Prompt: If a line in the entries includes "bird", show that line.

Input for this task:
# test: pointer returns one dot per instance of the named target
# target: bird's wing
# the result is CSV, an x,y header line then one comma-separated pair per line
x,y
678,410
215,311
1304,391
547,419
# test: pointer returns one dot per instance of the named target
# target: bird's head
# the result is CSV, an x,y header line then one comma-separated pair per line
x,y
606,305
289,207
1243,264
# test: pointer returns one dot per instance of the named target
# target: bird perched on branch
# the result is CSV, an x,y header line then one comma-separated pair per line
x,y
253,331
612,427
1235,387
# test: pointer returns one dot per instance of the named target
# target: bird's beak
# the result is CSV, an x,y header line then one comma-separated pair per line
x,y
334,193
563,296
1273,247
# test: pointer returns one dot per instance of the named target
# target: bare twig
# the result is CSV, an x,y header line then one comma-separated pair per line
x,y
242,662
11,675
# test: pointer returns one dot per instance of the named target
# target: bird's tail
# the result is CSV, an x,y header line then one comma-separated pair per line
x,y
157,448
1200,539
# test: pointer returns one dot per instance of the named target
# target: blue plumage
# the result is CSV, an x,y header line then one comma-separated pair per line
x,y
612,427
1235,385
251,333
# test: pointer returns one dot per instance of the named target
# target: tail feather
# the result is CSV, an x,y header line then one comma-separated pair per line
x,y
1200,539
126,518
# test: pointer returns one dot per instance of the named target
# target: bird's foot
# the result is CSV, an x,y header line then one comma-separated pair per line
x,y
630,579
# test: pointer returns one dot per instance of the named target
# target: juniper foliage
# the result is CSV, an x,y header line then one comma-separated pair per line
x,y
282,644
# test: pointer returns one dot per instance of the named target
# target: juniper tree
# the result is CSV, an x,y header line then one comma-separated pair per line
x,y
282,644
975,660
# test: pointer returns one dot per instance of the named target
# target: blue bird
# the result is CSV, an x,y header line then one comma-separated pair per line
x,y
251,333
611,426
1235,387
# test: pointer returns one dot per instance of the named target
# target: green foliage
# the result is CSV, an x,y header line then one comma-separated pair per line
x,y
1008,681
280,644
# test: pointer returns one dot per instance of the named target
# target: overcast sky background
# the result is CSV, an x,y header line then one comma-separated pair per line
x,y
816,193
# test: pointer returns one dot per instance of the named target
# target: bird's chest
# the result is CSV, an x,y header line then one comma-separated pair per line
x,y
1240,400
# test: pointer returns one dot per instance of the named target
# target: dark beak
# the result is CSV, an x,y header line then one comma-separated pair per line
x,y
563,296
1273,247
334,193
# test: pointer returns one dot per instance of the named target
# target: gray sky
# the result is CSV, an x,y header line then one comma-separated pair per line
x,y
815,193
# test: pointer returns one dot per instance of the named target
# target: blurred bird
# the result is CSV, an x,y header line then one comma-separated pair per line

Answer below:
# target: bird's wing
# target: bird's head
# target: bird perched on branch
# target: bird's beak
# target: bird's tail
# target: bird's foot
# target: blue bird
# target: bird's chest
# target: blurred bird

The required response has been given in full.